### Try it
Gather up every line from the entries below that uses the word "curved".

### Material shown
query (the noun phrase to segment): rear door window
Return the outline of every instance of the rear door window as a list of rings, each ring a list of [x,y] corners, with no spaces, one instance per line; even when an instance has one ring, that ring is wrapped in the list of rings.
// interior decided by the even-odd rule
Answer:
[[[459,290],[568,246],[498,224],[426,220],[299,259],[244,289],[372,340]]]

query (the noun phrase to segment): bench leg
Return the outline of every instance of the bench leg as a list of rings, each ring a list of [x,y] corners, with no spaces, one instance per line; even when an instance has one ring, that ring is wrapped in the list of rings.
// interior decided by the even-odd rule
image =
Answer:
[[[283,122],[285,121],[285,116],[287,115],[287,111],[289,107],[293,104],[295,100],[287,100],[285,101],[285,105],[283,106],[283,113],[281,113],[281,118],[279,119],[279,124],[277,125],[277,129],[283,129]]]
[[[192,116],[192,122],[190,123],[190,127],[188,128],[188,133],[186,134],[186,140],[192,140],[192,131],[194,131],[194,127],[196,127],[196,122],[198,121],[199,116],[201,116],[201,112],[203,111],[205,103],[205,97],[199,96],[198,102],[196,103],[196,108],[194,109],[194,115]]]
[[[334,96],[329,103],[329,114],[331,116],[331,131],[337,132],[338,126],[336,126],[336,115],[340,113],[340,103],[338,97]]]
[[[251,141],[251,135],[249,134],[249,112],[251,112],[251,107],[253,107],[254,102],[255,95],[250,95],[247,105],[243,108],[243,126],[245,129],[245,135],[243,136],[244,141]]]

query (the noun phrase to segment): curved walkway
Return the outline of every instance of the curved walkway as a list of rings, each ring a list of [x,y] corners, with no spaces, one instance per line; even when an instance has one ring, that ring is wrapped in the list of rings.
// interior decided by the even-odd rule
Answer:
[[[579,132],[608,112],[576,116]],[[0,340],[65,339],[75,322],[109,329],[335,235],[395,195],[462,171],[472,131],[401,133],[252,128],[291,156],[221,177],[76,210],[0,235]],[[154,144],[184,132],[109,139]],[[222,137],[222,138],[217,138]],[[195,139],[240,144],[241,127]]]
* * *
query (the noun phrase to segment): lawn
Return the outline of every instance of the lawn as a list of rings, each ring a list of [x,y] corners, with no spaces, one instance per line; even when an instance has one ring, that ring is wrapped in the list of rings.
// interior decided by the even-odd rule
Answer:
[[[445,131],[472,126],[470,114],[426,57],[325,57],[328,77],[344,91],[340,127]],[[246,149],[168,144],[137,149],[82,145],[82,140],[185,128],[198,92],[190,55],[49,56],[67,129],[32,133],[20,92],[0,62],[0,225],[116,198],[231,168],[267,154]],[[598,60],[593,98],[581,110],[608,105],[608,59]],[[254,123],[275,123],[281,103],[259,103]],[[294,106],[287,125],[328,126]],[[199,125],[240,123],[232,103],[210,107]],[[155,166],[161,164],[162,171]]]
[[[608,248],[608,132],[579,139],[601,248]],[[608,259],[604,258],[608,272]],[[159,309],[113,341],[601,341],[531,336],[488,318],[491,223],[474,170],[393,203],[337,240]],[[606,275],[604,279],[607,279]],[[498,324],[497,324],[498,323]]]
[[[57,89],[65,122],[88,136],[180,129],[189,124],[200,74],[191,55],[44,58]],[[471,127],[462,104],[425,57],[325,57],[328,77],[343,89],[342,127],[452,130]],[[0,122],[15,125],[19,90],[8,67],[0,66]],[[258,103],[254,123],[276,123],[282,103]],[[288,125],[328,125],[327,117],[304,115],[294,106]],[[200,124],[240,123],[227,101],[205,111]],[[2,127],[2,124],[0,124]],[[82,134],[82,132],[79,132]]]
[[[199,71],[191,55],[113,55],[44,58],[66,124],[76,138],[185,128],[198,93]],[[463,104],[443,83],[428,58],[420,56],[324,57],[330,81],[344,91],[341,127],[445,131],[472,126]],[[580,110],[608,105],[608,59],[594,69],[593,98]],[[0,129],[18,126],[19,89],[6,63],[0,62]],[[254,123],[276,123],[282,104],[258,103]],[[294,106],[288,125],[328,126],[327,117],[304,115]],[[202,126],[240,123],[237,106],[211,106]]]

### Result
query (the noun phrase to segment): curved walkway
Return the outline of every instance of the curved walkway as a list of rings, each ring a list of [x,y] corners, with no spaces, one instance per line; even when an instance has one ring, that ring is wrapped in the list of rings.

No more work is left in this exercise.